*Stated goal*:
Repeat the records below word for word, but start at the line that contains "Please pin the asphalt", stop after the last line, and include nothing else.
━━━━━━━━
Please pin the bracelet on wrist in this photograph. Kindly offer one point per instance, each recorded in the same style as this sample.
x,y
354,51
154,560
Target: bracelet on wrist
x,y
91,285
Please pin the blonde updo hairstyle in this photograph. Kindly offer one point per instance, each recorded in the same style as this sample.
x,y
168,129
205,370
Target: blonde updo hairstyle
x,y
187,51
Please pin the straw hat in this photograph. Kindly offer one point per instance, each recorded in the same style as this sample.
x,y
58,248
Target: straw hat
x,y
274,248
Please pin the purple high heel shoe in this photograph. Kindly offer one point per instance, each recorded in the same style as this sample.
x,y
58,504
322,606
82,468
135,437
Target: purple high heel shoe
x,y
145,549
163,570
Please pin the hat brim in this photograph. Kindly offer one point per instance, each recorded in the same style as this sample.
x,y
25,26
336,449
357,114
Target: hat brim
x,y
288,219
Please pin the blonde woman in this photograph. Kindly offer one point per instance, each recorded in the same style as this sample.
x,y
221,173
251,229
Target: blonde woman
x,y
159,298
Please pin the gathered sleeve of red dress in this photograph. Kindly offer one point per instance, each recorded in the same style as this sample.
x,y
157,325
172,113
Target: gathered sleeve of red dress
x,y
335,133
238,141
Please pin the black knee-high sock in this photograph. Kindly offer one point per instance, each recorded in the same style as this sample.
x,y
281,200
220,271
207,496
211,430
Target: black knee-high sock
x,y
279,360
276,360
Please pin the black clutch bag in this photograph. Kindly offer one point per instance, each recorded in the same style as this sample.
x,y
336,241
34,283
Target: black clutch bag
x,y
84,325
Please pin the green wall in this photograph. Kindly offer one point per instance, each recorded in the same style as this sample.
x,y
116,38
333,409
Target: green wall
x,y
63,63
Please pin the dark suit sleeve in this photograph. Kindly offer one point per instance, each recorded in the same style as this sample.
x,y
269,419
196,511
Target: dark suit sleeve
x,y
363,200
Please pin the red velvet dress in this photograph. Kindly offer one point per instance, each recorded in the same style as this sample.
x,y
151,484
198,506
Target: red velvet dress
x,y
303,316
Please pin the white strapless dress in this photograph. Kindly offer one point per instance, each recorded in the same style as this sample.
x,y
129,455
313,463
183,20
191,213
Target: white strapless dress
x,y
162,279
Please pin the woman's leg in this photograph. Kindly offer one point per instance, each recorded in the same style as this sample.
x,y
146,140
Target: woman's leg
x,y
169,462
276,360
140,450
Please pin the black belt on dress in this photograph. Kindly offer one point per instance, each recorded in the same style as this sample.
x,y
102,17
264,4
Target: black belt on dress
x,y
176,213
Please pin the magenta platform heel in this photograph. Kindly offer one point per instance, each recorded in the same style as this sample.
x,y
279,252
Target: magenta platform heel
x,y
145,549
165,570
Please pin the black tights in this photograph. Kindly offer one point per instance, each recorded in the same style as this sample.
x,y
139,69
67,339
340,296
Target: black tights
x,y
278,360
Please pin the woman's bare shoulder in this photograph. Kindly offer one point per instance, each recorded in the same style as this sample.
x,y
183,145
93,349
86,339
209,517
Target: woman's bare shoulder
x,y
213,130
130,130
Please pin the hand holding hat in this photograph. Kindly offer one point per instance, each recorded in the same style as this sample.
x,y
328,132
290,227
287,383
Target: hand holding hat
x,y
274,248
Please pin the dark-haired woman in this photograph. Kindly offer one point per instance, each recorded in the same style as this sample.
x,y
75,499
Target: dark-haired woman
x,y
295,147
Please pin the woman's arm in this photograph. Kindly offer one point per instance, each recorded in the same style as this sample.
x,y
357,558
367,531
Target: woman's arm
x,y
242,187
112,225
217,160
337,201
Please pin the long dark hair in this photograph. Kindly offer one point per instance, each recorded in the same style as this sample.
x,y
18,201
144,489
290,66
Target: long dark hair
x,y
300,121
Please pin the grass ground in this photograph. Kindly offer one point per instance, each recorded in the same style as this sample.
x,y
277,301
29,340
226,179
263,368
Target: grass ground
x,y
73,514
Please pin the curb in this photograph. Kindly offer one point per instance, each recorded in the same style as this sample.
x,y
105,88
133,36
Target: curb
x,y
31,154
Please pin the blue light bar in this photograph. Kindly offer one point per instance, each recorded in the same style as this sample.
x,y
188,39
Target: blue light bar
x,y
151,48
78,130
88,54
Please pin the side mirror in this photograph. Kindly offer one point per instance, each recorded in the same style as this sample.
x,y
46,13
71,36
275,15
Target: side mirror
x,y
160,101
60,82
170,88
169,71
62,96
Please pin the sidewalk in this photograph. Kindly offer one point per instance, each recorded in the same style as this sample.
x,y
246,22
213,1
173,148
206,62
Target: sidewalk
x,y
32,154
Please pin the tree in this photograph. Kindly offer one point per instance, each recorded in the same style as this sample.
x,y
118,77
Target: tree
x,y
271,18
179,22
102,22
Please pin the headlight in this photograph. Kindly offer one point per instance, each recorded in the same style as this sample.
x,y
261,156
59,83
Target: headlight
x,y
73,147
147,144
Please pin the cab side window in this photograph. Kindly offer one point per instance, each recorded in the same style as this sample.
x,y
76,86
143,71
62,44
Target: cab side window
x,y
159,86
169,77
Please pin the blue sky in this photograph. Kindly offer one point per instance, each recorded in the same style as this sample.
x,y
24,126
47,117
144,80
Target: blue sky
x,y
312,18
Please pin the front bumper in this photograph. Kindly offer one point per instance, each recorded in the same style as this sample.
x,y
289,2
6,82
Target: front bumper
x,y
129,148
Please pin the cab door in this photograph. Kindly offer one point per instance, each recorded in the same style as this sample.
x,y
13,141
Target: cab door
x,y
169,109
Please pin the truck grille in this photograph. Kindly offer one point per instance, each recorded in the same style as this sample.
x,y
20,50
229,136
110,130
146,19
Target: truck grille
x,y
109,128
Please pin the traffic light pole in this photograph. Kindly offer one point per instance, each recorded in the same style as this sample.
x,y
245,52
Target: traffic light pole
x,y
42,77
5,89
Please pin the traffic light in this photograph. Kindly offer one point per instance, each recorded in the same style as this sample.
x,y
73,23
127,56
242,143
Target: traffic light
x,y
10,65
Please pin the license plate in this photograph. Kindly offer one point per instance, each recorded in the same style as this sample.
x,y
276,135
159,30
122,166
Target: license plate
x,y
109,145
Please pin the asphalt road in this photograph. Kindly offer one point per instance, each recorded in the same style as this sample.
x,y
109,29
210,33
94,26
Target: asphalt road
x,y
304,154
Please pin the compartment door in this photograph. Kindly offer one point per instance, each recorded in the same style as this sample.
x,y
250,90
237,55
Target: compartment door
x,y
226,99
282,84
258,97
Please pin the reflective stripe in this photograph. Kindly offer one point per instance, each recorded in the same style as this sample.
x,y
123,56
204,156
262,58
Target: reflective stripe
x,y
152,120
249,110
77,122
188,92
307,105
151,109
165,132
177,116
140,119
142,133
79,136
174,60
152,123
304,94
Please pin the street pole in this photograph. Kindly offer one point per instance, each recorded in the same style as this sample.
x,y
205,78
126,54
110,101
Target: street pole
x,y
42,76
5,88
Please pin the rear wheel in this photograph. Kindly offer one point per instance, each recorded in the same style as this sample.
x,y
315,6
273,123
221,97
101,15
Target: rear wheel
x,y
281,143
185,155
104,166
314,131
━━━━━━━━
*Full output*:
Please pin the asphalt road in this photograph. Kindly offer one point per instance, each recorded in the same style as this sample.
x,y
109,29
210,33
94,26
Target: asphalt road
x,y
304,154
Please pin the compartment door in this photograph. Kindly offer one point per instance, each recorded in the same style as this sample.
x,y
250,90
237,55
Target: compartment door
x,y
226,99
282,84
258,97
Please pin the reflective stripe in this photograph. Kindly offer one point per instance, each recorded in the same style as this sample.
x,y
123,56
204,156
262,58
Target: reflective stripe
x,y
152,120
249,110
77,122
188,92
307,105
151,109
165,132
177,116
140,119
142,133
79,136
174,60
152,123
304,94
Please pin the street pole in this photograph. Kindly offer one point per instance, each recorded in the same style as this sample.
x,y
205,78
126,54
110,101
Target: street pole
x,y
42,76
5,88
Please pin the rear wheel in this photograph. Kindly offer one point per instance, each recorded in the same style as this sample.
x,y
315,6
273,123
221,97
101,15
Target: rear wheel
x,y
281,143
185,155
104,166
314,131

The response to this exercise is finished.